_Exercise description_
Exactly and only the lines from the line holding "Task: Find the curb" to the end of the records should be reproduced. Leave pictures out.

(Location labeling records)
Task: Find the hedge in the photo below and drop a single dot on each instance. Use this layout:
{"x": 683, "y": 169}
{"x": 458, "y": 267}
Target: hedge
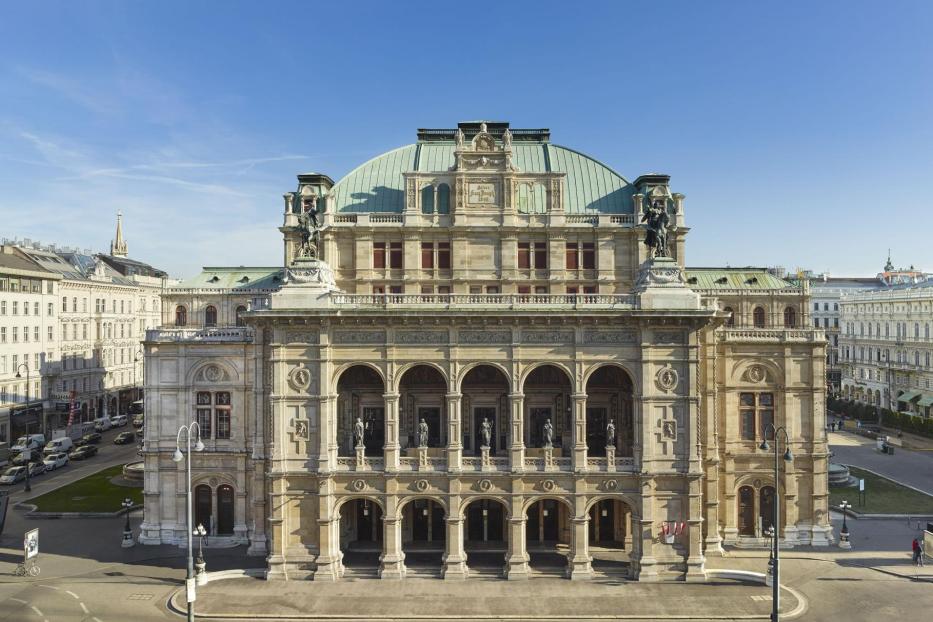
{"x": 914, "y": 424}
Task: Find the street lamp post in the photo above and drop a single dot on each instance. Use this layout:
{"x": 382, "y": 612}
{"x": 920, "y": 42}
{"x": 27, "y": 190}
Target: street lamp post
{"x": 178, "y": 457}
{"x": 28, "y": 452}
{"x": 844, "y": 542}
{"x": 127, "y": 530}
{"x": 776, "y": 521}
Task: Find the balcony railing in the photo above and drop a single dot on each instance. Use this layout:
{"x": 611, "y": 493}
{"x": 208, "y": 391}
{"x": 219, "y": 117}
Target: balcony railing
{"x": 230, "y": 334}
{"x": 507, "y": 301}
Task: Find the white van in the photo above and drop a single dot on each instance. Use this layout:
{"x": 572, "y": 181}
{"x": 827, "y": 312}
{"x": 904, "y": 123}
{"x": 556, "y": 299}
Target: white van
{"x": 32, "y": 441}
{"x": 58, "y": 445}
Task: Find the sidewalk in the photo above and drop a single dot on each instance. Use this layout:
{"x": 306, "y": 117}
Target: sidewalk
{"x": 477, "y": 598}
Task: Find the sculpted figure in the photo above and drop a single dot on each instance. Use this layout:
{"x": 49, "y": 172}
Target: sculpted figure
{"x": 423, "y": 434}
{"x": 657, "y": 220}
{"x": 548, "y": 434}
{"x": 486, "y": 431}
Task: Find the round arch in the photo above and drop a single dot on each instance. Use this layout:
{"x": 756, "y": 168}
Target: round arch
{"x": 407, "y": 367}
{"x": 523, "y": 377}
{"x": 471, "y": 366}
{"x": 592, "y": 369}
{"x": 335, "y": 379}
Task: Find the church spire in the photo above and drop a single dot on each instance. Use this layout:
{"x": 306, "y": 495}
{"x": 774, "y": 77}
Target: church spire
{"x": 118, "y": 245}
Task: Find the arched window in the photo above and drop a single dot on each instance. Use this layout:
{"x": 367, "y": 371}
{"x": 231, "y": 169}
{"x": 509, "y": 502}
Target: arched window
{"x": 427, "y": 200}
{"x": 225, "y": 510}
{"x": 758, "y": 315}
{"x": 730, "y": 321}
{"x": 203, "y": 512}
{"x": 443, "y": 199}
{"x": 210, "y": 316}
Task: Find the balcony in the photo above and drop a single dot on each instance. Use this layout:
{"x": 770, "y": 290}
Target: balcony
{"x": 231, "y": 334}
{"x": 494, "y": 301}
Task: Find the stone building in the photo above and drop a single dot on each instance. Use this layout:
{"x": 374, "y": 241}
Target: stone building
{"x": 488, "y": 371}
{"x": 886, "y": 348}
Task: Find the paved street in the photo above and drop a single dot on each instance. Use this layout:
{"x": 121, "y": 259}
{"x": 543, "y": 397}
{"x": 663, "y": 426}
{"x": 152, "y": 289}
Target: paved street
{"x": 914, "y": 468}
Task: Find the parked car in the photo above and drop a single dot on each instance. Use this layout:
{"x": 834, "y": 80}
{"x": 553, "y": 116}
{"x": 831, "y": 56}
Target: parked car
{"x": 89, "y": 439}
{"x": 58, "y": 445}
{"x": 124, "y": 437}
{"x": 85, "y": 451}
{"x": 55, "y": 461}
{"x": 13, "y": 475}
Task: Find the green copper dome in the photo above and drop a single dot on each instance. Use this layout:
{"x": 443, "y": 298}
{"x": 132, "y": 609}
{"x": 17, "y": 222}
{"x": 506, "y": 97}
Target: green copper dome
{"x": 590, "y": 187}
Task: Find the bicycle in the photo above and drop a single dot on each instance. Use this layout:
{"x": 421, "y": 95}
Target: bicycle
{"x": 28, "y": 567}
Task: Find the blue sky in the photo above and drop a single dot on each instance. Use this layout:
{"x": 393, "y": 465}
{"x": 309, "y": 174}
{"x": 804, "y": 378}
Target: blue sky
{"x": 799, "y": 131}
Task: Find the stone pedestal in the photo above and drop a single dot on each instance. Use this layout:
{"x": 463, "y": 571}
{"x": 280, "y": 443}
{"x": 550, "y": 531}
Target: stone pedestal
{"x": 661, "y": 284}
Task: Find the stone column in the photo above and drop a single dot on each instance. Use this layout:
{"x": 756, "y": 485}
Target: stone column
{"x": 579, "y": 432}
{"x": 578, "y": 562}
{"x": 391, "y": 448}
{"x": 454, "y": 436}
{"x": 455, "y": 557}
{"x": 516, "y": 560}
{"x": 392, "y": 560}
{"x": 517, "y": 448}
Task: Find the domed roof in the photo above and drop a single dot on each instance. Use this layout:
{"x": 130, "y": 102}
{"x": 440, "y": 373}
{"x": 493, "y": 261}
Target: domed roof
{"x": 590, "y": 187}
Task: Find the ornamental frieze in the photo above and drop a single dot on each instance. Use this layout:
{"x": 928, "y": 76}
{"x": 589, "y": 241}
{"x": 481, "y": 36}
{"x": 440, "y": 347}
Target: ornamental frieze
{"x": 598, "y": 337}
{"x": 485, "y": 336}
{"x": 354, "y": 337}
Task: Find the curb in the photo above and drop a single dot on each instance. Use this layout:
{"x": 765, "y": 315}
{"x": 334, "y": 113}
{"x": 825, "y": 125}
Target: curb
{"x": 738, "y": 575}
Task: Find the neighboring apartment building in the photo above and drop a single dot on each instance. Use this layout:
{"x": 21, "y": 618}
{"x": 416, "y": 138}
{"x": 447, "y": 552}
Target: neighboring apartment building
{"x": 28, "y": 342}
{"x": 493, "y": 366}
{"x": 886, "y": 347}
{"x": 103, "y": 305}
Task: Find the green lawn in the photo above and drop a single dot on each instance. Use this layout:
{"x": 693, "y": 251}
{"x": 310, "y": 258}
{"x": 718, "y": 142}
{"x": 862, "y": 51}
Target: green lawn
{"x": 93, "y": 493}
{"x": 882, "y": 496}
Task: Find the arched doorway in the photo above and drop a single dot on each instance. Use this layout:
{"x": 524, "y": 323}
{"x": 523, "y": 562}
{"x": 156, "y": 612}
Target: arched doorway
{"x": 485, "y": 535}
{"x": 225, "y": 510}
{"x": 203, "y": 507}
{"x": 422, "y": 397}
{"x": 360, "y": 397}
{"x": 547, "y": 392}
{"x": 610, "y": 537}
{"x": 361, "y": 534}
{"x": 424, "y": 535}
{"x": 548, "y": 533}
{"x": 609, "y": 398}
{"x": 485, "y": 392}
{"x": 746, "y": 511}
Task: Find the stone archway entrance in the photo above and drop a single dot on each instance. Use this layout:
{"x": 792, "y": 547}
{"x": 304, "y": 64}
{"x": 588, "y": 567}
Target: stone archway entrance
{"x": 548, "y": 535}
{"x": 485, "y": 534}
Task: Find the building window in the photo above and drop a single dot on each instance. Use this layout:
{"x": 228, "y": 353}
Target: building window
{"x": 427, "y": 255}
{"x": 379, "y": 255}
{"x": 756, "y": 412}
{"x": 758, "y": 315}
{"x": 210, "y": 316}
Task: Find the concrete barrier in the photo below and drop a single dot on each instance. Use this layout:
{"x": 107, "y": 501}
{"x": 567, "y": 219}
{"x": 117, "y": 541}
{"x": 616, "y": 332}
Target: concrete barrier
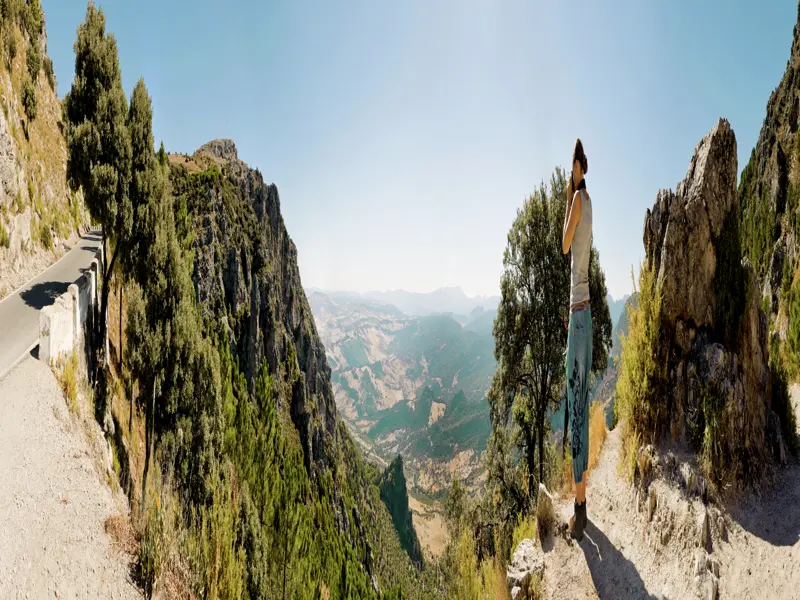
{"x": 64, "y": 324}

_Written response_
Task: Find the curb in the photo above and drop a single dot on each instance. Use this layout:
{"x": 765, "y": 315}
{"x": 334, "y": 113}
{"x": 825, "y": 125}
Target: curb
{"x": 738, "y": 575}
Task: Find the neighboring apartment building in the photo above and drop a single dot on each instance. Use this layout:
{"x": 21, "y": 618}
{"x": 416, "y": 138}
{"x": 447, "y": 552}
Target: neighboring apartment building
{"x": 28, "y": 342}
{"x": 493, "y": 366}
{"x": 886, "y": 347}
{"x": 103, "y": 305}
Task: Find the green lawn in the photo above and drop a single dot on each instance. Use this layout:
{"x": 693, "y": 251}
{"x": 310, "y": 258}
{"x": 718, "y": 142}
{"x": 862, "y": 51}
Target: green lawn
{"x": 93, "y": 493}
{"x": 882, "y": 496}
Task: Find the arched doorway in the photo above and drop a single dot on each instance. Use this layout:
{"x": 524, "y": 323}
{"x": 523, "y": 562}
{"x": 156, "y": 612}
Target: arched doorway
{"x": 485, "y": 535}
{"x": 225, "y": 510}
{"x": 203, "y": 507}
{"x": 422, "y": 397}
{"x": 360, "y": 397}
{"x": 547, "y": 392}
{"x": 610, "y": 537}
{"x": 361, "y": 534}
{"x": 424, "y": 535}
{"x": 548, "y": 533}
{"x": 609, "y": 398}
{"x": 485, "y": 392}
{"x": 746, "y": 511}
Task: Find the stone archway entrance in the photo above and drop a single dot on each instance. Use this layout:
{"x": 792, "y": 547}
{"x": 304, "y": 64}
{"x": 588, "y": 567}
Target: stone archway entrance
{"x": 548, "y": 535}
{"x": 485, "y": 534}
Task: Find the building window in the photo above and drop a single dot on each instance. Use this layout:
{"x": 228, "y": 353}
Target: building window
{"x": 427, "y": 255}
{"x": 379, "y": 255}
{"x": 756, "y": 412}
{"x": 758, "y": 315}
{"x": 210, "y": 316}
Task: Find the concrete barrier in the photo below and drop a single dot on each instance. Use this layout:
{"x": 107, "y": 501}
{"x": 567, "y": 219}
{"x": 117, "y": 541}
{"x": 616, "y": 332}
Target: concrete barrier
{"x": 64, "y": 324}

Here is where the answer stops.